** Opening STORED DATA block **

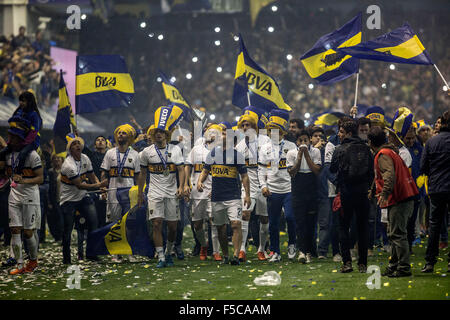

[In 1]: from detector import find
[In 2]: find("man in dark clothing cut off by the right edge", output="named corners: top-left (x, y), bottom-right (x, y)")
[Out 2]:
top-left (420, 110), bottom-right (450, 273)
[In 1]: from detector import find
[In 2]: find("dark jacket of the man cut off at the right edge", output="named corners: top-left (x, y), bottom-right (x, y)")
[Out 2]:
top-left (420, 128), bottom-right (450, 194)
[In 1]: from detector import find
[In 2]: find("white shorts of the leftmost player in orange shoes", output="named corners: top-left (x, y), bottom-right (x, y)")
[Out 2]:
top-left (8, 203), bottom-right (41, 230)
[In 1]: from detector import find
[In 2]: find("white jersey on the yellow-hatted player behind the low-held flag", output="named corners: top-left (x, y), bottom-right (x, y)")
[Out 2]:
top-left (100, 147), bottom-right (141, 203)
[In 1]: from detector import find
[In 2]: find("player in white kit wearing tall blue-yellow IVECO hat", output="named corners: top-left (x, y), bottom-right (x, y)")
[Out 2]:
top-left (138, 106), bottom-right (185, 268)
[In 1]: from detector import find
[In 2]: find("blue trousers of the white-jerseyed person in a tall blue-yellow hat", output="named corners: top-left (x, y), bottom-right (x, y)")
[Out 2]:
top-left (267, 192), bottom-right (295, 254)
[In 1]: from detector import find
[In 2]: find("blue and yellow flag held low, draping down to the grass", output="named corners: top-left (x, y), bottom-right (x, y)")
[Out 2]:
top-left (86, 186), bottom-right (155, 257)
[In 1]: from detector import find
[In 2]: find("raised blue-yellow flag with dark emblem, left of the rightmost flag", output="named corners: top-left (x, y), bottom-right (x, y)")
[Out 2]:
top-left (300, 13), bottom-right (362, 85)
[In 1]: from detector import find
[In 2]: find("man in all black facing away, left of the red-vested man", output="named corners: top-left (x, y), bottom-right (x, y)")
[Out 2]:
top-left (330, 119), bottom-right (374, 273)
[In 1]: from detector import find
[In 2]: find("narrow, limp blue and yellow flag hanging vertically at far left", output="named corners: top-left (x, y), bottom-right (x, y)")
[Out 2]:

** Closing STORED DATA block **

ACTIVITY:
What you print must match the entries exactly, except that no pictures appear.

SOLUTION FOR THIS TASK:
[In 1]: from detector import find
[In 2]: find("man in dark clothing cut off by the right edge", output="named corners: top-left (x, y), bottom-right (x, y)")
[Out 2]:
top-left (420, 110), bottom-right (450, 273)
[In 1]: from detector import find
[In 2]: find("dark jacket of the man cut off at the right edge", output="named corners: top-left (x, y), bottom-right (x, y)")
[Out 2]:
top-left (420, 128), bottom-right (450, 194)
[In 1]: from detector import find
[In 2]: find("white shorts of the leftmost player in orange shoes", output="named corners: top-left (x, y), bottom-right (x, y)")
[Out 2]:
top-left (8, 203), bottom-right (41, 230)
[In 1]: from detector import find
[In 2]: find("white jersey on the yellow-hatted player behind the low-held flag", output="named corners: top-left (x, y), bottom-right (x, y)")
[Out 2]:
top-left (100, 147), bottom-right (141, 203)
[In 1]: from detector import find
[In 2]: find("player in white kit wearing tall blue-yellow IVECO hat", output="named corners: top-left (x, y), bottom-right (x, y)")
[Out 2]:
top-left (138, 106), bottom-right (185, 268)
[In 1]: from detector import find
[In 2]: find("blue trousers of the white-jerseyed person in a tall blue-yellow hat", output="named corners: top-left (x, y), bottom-right (x, y)")
[Out 2]:
top-left (267, 192), bottom-right (295, 254)
[In 1]: from detector import find
[In 2]: find("blue and yellow flag held low, draping down to the grass", output="named corners: top-left (x, y), bottom-right (x, y)")
[Out 2]:
top-left (86, 186), bottom-right (155, 257)
[In 1]: from detector import find
[In 2]: find("raised blue-yellow flag with dark emblem, left of the rightmost flag", output="named corners: top-left (x, y), bottom-right (x, y)")
[Out 2]:
top-left (300, 13), bottom-right (362, 85)
[In 1]: from detector import find
[In 2]: find("man in all black facing away, left of the red-vested man", output="named corners: top-left (x, y), bottom-right (x, y)")
[Out 2]:
top-left (330, 119), bottom-right (374, 273)
[In 1]: from detector import find
[In 2]: find("narrow, limp blue and yellow flag hanging vertically at far left", output="named corners: top-left (x, y), bottom-right (x, y)")
[Out 2]:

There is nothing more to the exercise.